* Stated problem A *
In the Weston 269 thread, why does Dave Rossetti say the full-scale deflection and internal resistance requirements must be found first? Answer in one to three sentences.
* Stated problem B *
Carry on the Weston 269 thread from the point where it stops.

* Extract *
_ _ _ _ _
Enough with the examples. You need to find out what the f.s. deflection and
internal resistance requirements for the Weston 269 meter in your
application is. Then you can determine if the meter you purchased will work
as a substitute.

Dave Rossetti

-----Original Message-----
From: boatanchors-bounces at puck.nether.net
[mailto:boatanchors-bounces at puck.nether.net] On Behalf Of Ron Barlow
Sent: Sunday, December 30, 2012 1:19 PM
To: Bry Carling; William Morton; boatanchor
Subject: Re: [Boatanchors] Problem solved...probably. FW: Question for
Weston 269 Meter

If I understand correctly, a shunt is not missing, but perhaps one has been
Be very careful, William, while performing the scale swap. The meter
movement and/or the pointer can easily be damaged.
GL 73 & HNY de Ron  n4gjv

________________________________
From: Bry Carling <bcarling at cfl.rr.com>
To: William Morton <w_b_morton at hotmail.com>; boatanchor
<boatanchors at puck.nether.net>
Sent: Sunday, December 30, 2012 11:42 AM
Subject: Re: [Boatanchors] Problem solved...probably. FW: Question for
Weston 269 Meter

Perhaps it's missing a shunt?

William Morton <w_b_morton at hotmail.com> wrote:

>
>Hello All,
>I ended up buying a couple meters from that auction site and spent last
>night calibrating the first one that has already arrived.  While the
>information I found on the model 269 indicated 1 mA full scale, a rig
>set up with a 1.5v battery and linear pot gave me something on the
>order of 50 mA full scale.  Hmm... the meter moves smoothly and the
>scale on this particular meter is - surprise! - 50 mA.  Perhaps this
>particular meter was an earlier version or a modified example with a
>different sensitivity.
>In any case, I am able to remove the outer cover and can see the scale
>plate is held by two screws.  Should be a simple matter of swapping out
>the scale plates and moving along with the project.  A learning
>experience, to be sure.
_ _ _ _ _
* Records *
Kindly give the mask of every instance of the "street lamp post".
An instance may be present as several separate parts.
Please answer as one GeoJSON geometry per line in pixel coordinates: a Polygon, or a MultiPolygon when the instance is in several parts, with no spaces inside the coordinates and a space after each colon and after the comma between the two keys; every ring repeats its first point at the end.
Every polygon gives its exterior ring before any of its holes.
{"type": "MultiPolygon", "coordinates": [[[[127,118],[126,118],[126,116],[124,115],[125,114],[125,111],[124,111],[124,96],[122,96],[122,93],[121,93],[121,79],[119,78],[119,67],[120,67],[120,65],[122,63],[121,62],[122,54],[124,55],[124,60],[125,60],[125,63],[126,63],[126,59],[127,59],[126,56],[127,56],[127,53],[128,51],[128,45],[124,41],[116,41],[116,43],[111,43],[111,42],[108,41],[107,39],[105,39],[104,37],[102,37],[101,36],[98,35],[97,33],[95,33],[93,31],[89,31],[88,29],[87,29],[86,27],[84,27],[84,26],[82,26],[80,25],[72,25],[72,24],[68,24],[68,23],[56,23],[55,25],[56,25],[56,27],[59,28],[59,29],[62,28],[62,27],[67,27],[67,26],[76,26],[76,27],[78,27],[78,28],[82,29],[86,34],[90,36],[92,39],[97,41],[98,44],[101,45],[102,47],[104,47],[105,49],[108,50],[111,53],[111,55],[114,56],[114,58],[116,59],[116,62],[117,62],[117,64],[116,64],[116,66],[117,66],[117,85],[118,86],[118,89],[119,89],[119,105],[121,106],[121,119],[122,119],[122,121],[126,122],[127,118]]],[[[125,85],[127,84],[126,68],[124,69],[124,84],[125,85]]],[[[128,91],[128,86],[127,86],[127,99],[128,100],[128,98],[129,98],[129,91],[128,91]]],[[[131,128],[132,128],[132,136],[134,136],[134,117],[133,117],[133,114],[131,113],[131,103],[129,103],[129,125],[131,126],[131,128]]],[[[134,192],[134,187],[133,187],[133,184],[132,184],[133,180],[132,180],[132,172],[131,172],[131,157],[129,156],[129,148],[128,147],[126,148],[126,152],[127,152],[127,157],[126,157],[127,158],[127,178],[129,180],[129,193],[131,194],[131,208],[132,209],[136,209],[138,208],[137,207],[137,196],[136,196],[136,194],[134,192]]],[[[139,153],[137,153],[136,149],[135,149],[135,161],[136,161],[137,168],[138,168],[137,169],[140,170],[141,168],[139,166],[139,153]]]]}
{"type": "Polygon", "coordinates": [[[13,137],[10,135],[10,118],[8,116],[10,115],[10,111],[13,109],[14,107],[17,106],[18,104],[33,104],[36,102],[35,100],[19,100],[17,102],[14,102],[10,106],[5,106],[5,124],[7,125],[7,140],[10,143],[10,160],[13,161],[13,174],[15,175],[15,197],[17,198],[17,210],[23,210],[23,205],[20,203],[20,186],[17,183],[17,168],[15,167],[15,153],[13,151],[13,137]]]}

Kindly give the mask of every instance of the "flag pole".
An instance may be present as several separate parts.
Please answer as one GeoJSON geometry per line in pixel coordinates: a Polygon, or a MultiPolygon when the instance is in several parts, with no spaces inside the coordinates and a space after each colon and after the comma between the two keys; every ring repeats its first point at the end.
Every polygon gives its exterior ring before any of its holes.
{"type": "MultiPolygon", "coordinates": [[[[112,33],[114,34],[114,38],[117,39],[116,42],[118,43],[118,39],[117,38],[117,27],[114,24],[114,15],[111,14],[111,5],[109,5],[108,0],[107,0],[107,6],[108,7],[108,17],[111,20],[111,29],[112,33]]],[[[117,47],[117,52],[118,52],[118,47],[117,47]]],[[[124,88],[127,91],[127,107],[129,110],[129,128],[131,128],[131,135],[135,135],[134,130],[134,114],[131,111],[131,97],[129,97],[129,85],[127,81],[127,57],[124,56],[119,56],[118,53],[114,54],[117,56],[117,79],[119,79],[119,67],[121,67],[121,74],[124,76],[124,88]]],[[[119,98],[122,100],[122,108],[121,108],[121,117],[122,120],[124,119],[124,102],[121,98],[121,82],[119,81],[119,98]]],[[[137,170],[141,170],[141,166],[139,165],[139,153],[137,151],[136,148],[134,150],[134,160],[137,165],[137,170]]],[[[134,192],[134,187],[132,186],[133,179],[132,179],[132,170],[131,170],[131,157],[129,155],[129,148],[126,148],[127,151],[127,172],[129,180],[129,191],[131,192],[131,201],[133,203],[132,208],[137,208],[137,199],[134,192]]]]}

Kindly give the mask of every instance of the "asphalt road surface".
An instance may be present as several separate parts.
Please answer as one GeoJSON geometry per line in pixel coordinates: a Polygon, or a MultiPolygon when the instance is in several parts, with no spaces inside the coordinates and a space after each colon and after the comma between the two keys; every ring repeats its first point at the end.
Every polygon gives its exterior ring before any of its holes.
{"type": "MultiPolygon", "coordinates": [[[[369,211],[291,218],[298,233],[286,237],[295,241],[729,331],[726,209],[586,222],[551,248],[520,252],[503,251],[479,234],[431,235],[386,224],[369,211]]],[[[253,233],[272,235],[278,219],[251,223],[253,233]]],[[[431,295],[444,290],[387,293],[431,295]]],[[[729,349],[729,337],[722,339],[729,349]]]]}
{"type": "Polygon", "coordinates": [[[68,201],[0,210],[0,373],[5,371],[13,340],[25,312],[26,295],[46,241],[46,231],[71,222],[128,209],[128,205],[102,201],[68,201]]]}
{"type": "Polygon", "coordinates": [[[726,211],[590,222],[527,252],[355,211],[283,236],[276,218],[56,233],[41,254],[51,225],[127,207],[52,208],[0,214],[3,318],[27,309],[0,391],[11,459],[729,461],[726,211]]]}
_ _ _ _ _
* Exercise result A *
Knowing the full-scale deflection and internal resistance that the Weston 269 needs in the application makes it possible to tell whether the purchased meter will work as a substitute.

* Exercise result B *
>Happy New Year to All!
>Best Regards,
>William
>From: w_b_morton at hotmail.com
>To: boatanchors at puck.nether.net
>Subject: Question for Weston 269 Meter
>Date: Mon, 24 Dec 2012 14:45:41 +0000
>
>
>
>
>
>Hello All,
>Season's Greetings from Minnesota, where it is currently snowing.
>
>Today's question is about the beautiful Weston 269 meter.  Does anyone
>have any experience in changing/replacing the background scale?  I have
>a pair of meters, each with a DC volt scale ranging from 0 to 500.
>Unfortunately each of them has been blown (I will spare you the sad
>details).
>I see several for sale on eBay but they are scaled for mA or dB so I
>would need to change them somehow.  Luckily I can take my blown meters
>apart for trial purposes but I would be grateful for some advice as to
>the proper method.
>Alternatively, if someone has a pair already scaled to 500 VDC and is
>willing to part with them I would be very interested in arranging a
>purchase.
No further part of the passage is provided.